*TASK DETAILS*: Produce an exact copy of the lines from the line containing "Reviewer check: make sure each instance of the roof" through the last line of the entries below, and only those lines.

[Pointing and labeling entries]
________________________

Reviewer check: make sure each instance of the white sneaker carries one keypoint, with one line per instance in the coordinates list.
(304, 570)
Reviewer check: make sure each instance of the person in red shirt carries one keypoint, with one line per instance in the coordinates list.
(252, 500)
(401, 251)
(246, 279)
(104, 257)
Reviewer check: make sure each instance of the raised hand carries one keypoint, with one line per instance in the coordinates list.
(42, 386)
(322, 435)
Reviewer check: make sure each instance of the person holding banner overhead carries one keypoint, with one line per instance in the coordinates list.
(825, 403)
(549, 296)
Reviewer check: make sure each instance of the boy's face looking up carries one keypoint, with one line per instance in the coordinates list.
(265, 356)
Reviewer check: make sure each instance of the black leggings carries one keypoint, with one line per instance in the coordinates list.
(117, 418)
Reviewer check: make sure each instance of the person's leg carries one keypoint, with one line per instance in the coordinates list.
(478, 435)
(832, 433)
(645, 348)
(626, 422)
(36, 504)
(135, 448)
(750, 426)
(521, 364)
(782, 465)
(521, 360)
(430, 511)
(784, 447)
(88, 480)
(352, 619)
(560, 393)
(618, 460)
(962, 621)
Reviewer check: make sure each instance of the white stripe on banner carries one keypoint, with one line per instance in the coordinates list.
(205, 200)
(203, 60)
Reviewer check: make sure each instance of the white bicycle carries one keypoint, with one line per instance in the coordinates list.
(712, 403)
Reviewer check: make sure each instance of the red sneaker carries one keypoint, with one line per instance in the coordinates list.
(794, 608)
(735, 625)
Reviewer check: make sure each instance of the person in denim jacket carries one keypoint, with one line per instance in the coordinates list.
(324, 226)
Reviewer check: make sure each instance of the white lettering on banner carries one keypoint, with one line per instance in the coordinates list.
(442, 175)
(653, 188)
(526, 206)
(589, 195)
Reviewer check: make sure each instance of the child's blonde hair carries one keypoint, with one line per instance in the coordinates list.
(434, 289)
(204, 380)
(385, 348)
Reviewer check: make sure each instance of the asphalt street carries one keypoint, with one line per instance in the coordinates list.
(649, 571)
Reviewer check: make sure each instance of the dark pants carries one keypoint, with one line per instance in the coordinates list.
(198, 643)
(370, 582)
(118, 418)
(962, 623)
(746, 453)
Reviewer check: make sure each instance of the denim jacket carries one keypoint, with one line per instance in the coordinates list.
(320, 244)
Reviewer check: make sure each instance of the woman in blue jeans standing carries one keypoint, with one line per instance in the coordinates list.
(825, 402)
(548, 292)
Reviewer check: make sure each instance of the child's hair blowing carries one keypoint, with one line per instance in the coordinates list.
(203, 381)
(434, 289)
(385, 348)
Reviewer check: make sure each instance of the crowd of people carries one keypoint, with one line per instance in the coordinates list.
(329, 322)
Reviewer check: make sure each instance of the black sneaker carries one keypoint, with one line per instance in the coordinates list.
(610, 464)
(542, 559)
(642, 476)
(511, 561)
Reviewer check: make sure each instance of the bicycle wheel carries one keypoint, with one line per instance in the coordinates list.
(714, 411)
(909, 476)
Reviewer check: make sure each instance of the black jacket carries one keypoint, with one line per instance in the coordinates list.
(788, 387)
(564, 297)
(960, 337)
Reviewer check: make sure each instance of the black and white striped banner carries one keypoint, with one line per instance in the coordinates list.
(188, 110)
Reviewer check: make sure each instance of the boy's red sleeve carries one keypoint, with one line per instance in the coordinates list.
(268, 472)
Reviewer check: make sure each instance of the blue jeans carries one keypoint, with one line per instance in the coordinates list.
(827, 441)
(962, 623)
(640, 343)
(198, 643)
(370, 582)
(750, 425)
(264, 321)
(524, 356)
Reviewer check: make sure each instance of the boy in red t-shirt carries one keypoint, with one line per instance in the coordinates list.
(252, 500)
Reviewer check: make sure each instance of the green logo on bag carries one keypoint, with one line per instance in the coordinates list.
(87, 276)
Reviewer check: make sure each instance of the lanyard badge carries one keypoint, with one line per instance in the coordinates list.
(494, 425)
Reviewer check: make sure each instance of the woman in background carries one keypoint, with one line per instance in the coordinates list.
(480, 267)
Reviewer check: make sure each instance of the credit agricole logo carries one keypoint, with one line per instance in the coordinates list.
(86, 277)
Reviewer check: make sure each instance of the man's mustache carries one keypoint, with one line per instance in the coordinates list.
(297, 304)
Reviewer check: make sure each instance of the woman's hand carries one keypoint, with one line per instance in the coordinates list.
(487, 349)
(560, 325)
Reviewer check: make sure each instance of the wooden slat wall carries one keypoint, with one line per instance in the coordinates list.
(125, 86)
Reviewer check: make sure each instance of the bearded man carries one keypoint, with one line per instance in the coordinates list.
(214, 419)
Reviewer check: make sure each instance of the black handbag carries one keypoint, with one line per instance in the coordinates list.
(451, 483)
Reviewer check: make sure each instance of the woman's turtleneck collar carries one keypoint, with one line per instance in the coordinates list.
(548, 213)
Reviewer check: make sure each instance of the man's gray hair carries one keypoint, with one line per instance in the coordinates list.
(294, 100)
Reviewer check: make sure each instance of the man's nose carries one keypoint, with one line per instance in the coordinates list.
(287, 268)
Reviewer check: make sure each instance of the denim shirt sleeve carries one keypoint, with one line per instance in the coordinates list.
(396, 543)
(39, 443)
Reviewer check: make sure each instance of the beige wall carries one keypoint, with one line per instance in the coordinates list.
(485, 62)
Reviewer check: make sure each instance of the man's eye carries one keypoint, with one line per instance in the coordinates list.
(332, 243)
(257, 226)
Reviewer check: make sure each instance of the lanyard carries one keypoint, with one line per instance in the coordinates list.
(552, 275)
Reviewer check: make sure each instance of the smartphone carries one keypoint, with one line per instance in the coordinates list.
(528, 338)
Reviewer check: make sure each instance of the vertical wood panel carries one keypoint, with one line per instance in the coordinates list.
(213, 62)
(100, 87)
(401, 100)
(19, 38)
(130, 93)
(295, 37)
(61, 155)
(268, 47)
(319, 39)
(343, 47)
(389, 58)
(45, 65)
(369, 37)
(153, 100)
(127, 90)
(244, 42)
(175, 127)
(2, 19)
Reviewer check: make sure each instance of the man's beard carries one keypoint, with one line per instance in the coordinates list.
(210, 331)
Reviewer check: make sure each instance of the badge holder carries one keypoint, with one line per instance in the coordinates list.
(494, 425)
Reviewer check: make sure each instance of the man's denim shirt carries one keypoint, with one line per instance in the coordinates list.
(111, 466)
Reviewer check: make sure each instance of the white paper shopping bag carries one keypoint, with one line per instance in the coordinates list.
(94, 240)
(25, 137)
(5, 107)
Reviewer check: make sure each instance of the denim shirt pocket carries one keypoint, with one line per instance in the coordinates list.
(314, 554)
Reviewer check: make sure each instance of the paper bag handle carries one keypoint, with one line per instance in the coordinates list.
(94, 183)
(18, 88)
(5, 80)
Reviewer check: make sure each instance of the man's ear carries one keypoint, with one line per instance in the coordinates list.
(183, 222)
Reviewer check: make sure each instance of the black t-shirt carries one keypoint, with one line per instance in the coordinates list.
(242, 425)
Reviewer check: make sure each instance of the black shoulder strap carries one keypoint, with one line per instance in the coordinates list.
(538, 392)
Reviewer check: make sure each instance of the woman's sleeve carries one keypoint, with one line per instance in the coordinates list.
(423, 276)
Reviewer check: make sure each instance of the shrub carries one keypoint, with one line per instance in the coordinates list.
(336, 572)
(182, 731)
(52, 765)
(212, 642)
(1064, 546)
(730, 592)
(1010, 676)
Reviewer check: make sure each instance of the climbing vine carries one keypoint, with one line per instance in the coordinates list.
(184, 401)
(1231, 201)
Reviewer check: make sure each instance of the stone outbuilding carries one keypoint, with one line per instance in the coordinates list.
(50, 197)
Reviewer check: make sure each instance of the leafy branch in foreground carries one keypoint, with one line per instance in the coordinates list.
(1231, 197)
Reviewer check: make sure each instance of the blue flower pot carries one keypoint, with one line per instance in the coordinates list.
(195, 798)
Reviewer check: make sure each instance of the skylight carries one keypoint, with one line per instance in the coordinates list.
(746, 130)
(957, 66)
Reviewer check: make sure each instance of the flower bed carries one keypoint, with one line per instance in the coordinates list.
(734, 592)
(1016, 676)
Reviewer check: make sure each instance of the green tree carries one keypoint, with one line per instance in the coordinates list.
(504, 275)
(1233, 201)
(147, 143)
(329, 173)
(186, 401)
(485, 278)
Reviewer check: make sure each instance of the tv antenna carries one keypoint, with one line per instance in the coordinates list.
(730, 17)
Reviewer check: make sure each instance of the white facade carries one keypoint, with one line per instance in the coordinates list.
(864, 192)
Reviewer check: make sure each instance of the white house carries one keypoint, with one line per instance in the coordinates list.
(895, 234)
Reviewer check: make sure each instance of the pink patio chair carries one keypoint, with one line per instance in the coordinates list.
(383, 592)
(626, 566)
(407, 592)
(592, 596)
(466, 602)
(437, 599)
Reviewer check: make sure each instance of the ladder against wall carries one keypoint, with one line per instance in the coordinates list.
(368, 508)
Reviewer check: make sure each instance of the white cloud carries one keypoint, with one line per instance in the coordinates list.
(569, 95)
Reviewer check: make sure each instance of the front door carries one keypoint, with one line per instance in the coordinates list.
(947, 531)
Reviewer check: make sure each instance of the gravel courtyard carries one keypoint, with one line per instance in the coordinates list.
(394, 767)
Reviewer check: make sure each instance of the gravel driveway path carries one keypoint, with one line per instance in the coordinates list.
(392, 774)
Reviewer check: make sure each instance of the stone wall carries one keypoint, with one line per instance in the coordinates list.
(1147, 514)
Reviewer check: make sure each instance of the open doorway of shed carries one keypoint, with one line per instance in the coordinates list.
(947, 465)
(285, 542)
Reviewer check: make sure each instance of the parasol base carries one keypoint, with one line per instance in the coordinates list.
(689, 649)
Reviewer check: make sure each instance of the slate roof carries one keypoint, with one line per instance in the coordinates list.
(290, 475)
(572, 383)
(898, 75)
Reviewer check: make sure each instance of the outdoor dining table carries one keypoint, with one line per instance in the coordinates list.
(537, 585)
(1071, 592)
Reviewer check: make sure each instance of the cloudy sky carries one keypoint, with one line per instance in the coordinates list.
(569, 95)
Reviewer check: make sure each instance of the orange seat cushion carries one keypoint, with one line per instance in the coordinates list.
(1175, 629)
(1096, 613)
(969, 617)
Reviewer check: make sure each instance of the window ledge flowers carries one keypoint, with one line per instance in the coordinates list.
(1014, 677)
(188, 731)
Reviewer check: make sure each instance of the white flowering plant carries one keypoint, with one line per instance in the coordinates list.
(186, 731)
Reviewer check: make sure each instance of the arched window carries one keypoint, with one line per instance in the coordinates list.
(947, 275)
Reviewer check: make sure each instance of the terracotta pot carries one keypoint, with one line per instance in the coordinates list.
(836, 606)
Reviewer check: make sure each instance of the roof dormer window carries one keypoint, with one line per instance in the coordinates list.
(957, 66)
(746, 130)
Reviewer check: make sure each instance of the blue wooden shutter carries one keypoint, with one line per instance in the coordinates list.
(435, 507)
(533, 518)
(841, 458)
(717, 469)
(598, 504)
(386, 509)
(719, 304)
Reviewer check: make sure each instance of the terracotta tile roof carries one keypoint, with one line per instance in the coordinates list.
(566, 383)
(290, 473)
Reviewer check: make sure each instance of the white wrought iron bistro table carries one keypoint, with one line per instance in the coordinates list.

________________________

*REPLY TO THE TASK*:
Reviewer check: make sure each instance of the roof dormer window carries one keypoint, with one line per instance in the coordinates list.
(957, 66)
(746, 130)
Reviewer check: make sure each instance of the blue wooden shutter carries one keypoint, with one line per instance in the coordinates list.
(435, 507)
(533, 518)
(841, 458)
(717, 469)
(598, 504)
(386, 509)
(719, 304)
Reviewer check: make sure each instance of the terracotta tile roof carries one keypoint, with one line per instance in the coordinates list.
(566, 383)
(290, 473)
Reviewer check: make sure each instance of the white wrought iron bistro table carries one keypoint, with one line per instance in the coordinates list.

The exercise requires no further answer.